* [Data entries]:
- - - - -

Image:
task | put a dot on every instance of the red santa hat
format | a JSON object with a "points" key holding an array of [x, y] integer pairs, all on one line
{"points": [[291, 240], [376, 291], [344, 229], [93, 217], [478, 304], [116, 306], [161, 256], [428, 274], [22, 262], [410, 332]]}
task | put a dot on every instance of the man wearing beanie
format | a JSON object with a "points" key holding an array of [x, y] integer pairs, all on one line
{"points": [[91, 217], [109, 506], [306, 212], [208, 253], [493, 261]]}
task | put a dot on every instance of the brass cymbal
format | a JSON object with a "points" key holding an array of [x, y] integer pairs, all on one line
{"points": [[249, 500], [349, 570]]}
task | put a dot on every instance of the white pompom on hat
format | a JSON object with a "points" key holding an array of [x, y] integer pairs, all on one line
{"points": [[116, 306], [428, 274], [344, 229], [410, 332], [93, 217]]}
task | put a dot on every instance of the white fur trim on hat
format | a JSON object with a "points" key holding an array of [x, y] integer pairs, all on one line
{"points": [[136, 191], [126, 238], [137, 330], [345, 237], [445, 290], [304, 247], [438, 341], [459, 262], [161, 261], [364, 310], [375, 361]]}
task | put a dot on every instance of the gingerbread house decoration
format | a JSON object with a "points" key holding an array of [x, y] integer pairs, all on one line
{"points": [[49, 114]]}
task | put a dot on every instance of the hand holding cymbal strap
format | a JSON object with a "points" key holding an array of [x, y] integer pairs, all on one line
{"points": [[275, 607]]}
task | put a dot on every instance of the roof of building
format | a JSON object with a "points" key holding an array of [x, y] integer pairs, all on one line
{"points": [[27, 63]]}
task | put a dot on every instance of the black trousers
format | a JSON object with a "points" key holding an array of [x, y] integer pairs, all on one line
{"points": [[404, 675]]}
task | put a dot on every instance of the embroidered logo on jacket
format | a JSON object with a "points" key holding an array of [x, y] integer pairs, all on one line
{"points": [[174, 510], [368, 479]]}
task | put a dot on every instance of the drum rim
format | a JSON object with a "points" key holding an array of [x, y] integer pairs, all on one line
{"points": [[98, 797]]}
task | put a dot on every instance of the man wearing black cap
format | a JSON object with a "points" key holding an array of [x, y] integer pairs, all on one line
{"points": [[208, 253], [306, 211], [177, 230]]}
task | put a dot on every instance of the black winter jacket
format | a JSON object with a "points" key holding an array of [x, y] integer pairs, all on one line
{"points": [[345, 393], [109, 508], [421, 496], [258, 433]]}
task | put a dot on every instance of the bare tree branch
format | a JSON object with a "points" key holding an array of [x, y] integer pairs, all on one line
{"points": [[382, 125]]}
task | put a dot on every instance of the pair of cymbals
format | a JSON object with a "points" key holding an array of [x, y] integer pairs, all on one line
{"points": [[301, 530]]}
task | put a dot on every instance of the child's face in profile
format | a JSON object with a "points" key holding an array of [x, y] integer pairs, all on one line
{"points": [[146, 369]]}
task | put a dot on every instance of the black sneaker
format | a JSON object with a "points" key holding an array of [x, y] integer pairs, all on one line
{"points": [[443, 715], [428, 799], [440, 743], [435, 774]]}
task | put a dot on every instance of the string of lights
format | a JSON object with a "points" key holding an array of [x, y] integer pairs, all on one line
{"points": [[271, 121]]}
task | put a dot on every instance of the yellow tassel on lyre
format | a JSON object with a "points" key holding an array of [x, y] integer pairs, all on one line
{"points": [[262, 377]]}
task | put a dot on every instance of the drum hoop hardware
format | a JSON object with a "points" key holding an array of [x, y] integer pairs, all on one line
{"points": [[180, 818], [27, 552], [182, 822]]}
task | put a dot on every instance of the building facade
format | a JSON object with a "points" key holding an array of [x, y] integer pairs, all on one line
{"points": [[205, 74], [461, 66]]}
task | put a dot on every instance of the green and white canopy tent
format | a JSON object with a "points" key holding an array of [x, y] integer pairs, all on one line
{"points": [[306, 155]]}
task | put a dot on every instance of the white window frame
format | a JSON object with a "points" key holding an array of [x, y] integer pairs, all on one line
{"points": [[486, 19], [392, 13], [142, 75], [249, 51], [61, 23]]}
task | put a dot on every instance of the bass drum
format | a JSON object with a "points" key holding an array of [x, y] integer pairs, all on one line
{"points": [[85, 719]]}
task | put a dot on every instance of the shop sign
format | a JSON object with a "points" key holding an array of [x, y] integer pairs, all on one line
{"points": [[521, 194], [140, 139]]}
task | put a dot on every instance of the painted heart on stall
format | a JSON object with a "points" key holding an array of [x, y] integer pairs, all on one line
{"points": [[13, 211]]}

- - - - -

* [Aim of the task]: Return all the data exactly as given.

* [Task solution]:
Image:
task | put a dot on every instance of the red santa hat
format | a JSON object with a "points" key holding an array of [x, y] integer pairs, all on one line
{"points": [[291, 240], [376, 291], [344, 229], [93, 217], [478, 304], [116, 306], [161, 256], [428, 274], [22, 262], [410, 332]]}
task | put a dot on every instance of the man wearing beanie
format | a JSON object with a "points" key holding an array of [x, y] integer pairs, all on one line
{"points": [[91, 217], [109, 506], [306, 212], [208, 253], [493, 261]]}
task | put a dot on every instance of the brass cymbal
format | a JSON object with a "points" key holding an array of [x, y] integer pairs, all on one line
{"points": [[249, 500], [349, 570]]}
task | put a dot on every instance of the white pompom on hat
format | a JSON object with a "points" key holding an array of [x, y] integer pairs, all on one line
{"points": [[116, 306], [428, 274], [344, 229], [410, 332], [93, 217]]}
task | put a dot on every instance of the white fur trim on hat
format | a JSON object with a "points" key holding an array of [x, y] integer pairs, all on one line
{"points": [[136, 191], [126, 238], [137, 330], [345, 237], [445, 290], [304, 247], [438, 341], [459, 262], [161, 261], [364, 310], [375, 361]]}
task | put a dot on every instance of the gingerbread house decoration
format | a JSON object with a "points" key holding an array of [x, y] integer pairs, all on one line
{"points": [[49, 114]]}
task | put a dot on every instance of the hand holding cymbal strap
format | a JSON object with a "points" key holding an array of [x, y] integer pairs, all on one line
{"points": [[275, 607]]}
task | put a dot on every instance of the roof of building
format | a JSON object with a "points" key holding an array of [x, y] integer pairs, all on one line
{"points": [[27, 63]]}
task | put a dot on every instance of the black trousers
format | a JSON object with a "points" key holding an array of [x, y] integer pairs, all on one line
{"points": [[404, 675]]}
task | put a dot on every instance of the embroidered logo on jacket
format | a JSON object with a "points" key holding an array of [x, y] integer pairs, all on one line
{"points": [[174, 510], [368, 479]]}
task | put a dot on every instance of the drum rim
format | a JSON object with a "points" key holding an array of [x, y] integer pairs, all on one line
{"points": [[98, 797]]}
task | put a dot on every instance of the man wearing black cap
format | a JSON object with a "points" key holding an array of [x, y] integer pairs, all on one line
{"points": [[208, 253], [306, 211], [177, 230]]}
task | put a dot on every instance of the black winter jacket
format | a JSON object with a "points" key holding an array of [x, y] integer pairs, all on one line
{"points": [[345, 393], [109, 508], [421, 496], [258, 433]]}
task | put a dot on every instance of the bare tree branch
format | a JSON object with a "points" key holding an array of [x, y] integer pairs, all on one line
{"points": [[382, 125]]}
task | put a dot on every instance of the pair of cymbals
format | a JSON object with a "points" key holding an array of [x, y] integer pairs, all on one line
{"points": [[301, 530]]}
task | put a dot on every instance of the child's face in profile
format | a JSON object with a "points" key holding an array of [x, y] integer pairs, all on one line
{"points": [[146, 369]]}
task | put a dot on every instance of the black sneaker
format | a JSON object with a "points" key holding an array of [x, y] integer pairs, all on one line
{"points": [[443, 715], [428, 799], [440, 743], [435, 774]]}
task | put a dot on every instance of the string of lights
format | a JSON object with a "points" key holding an array of [x, y] integer pairs, all on one line
{"points": [[271, 121]]}
task | put a dot on every instance of the yellow tassel on lyre
format | a JSON object with a "points" key holding an array of [x, y] integer pairs, all on one line
{"points": [[262, 377]]}
task | put a dot on every instance of the drum hoop hardware
format | a JSON object with a "points" key holding an array of [x, y] integer pairs, all on one line
{"points": [[180, 818], [27, 552], [182, 822]]}
task | put a dot on every instance of the building facade
format | a JSON object with a "points" key holding an array of [x, y] integer pairs, all on one line
{"points": [[205, 74], [461, 66]]}
task | put a dot on every instance of the green and white canopy tent
format | a JSON object with a "points" key holding an array of [x, y] integer pairs, all on one line
{"points": [[306, 155]]}
task | put a dot on every instance of the white window frame
format | a JSON object with a "points" key holding an array of [x, y] integer pairs, all on one line
{"points": [[486, 19], [392, 13], [142, 75], [249, 51], [61, 23]]}
task | put a dot on every instance of the bass drum
format | a JSON object with a "points" key holding an array of [x, y] integer pairs, all on one line
{"points": [[85, 719]]}
task | put a dot on every instance of the shop sign
format | a JSON object with a "points" key holding an array of [x, y] integer pairs, all on one line
{"points": [[521, 194], [140, 139]]}
task | put a dot on every instance of the painted heart on stall
format | a JSON object with a "points" key holding an array of [x, y] integer pairs, all on one line
{"points": [[13, 211]]}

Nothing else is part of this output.